Data to process
BEGIN

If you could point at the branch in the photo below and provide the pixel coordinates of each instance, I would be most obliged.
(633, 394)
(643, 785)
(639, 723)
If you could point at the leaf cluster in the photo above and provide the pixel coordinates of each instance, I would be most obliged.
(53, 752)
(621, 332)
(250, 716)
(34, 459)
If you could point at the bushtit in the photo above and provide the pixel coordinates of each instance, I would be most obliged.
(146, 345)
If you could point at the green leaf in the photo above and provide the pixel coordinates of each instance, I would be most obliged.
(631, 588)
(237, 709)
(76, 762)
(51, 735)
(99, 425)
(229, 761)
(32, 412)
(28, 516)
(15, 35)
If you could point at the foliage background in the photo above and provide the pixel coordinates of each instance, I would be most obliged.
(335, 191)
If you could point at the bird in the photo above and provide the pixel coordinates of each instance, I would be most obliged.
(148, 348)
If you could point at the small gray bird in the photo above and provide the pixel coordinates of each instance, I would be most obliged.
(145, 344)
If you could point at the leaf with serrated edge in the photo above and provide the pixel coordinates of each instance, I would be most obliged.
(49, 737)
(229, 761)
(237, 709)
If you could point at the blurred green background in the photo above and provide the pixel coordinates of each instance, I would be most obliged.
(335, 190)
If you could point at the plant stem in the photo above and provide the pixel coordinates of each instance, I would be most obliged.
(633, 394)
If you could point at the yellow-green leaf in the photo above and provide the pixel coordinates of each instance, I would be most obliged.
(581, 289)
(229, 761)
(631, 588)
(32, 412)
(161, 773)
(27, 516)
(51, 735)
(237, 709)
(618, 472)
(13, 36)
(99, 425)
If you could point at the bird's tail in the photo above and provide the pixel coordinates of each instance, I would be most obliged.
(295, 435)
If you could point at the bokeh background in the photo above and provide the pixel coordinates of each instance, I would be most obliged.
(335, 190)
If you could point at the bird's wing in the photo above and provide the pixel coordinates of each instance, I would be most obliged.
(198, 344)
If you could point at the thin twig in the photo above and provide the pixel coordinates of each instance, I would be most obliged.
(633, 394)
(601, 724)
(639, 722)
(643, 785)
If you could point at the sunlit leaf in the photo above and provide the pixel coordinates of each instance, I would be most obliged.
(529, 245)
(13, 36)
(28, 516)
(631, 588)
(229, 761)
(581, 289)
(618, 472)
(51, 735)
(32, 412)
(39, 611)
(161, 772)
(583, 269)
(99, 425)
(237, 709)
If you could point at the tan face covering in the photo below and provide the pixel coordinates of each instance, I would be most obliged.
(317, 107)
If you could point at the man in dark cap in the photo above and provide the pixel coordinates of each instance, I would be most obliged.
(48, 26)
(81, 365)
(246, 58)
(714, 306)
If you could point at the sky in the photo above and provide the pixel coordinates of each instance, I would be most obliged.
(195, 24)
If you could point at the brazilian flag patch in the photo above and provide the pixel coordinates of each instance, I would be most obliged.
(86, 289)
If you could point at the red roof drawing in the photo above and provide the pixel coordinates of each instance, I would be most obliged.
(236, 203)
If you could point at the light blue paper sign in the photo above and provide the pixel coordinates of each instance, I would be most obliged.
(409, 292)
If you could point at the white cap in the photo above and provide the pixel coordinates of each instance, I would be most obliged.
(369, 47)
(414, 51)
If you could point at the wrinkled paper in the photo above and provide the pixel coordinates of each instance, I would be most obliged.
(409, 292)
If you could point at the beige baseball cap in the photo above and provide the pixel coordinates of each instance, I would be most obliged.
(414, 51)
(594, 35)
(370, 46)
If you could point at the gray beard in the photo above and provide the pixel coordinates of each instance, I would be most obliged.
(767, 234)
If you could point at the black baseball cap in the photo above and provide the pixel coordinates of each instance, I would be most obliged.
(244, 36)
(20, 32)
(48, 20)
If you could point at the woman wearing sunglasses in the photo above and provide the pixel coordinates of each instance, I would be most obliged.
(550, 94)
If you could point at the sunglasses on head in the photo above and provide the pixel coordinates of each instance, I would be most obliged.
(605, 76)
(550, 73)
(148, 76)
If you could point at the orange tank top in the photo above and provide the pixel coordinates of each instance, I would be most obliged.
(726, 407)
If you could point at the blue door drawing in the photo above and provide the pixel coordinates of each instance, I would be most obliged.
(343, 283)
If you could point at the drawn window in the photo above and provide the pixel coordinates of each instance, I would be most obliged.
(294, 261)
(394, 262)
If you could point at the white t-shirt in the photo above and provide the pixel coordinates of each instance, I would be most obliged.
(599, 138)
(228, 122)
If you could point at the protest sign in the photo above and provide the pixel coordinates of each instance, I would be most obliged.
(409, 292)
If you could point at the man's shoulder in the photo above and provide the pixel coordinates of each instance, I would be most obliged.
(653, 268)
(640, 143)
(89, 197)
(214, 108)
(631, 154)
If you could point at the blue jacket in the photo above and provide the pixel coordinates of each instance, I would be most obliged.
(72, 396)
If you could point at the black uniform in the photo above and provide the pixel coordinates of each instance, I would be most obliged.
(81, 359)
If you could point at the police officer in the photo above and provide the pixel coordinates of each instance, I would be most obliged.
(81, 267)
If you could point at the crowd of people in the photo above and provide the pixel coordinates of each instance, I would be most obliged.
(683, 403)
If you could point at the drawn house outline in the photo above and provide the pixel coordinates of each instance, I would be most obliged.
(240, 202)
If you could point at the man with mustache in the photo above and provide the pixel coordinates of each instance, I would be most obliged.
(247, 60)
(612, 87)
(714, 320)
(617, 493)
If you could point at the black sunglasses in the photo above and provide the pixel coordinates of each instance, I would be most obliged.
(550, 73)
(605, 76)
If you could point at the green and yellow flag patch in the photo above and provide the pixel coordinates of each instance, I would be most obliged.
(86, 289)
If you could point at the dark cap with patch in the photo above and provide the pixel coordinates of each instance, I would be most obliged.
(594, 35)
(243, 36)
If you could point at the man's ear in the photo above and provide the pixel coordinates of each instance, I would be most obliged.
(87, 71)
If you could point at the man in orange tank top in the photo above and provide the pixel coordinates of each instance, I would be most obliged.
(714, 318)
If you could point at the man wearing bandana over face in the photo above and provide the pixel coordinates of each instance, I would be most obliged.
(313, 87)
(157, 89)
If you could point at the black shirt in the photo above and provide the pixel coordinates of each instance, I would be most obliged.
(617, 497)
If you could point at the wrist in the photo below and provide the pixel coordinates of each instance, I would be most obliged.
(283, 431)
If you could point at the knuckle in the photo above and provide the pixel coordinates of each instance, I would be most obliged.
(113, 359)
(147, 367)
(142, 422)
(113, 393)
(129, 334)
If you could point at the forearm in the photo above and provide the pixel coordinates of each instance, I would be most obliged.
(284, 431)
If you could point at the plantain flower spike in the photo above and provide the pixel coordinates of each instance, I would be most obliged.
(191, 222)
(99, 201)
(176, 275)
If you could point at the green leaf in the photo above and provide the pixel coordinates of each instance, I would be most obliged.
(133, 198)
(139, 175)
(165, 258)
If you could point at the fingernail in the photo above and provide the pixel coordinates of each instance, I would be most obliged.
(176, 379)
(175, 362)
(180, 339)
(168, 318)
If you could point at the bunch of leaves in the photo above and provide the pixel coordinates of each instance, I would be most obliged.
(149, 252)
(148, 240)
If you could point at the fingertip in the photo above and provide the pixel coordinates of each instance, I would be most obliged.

END

Task
Render the stretch of the data from the line containing "If you could point at the bunch" through the final line as a numbered list, omitting any blank lines.

Final answer
1. If you could point at the bunch of leaves in the photo above and provide the pixel coordinates of each instance, I would be most obliged.
2. (149, 252)
3. (148, 240)
4. If you could point at the fingertip in the photo above and provide the pixel coordinates of each instance, I would be most obliged.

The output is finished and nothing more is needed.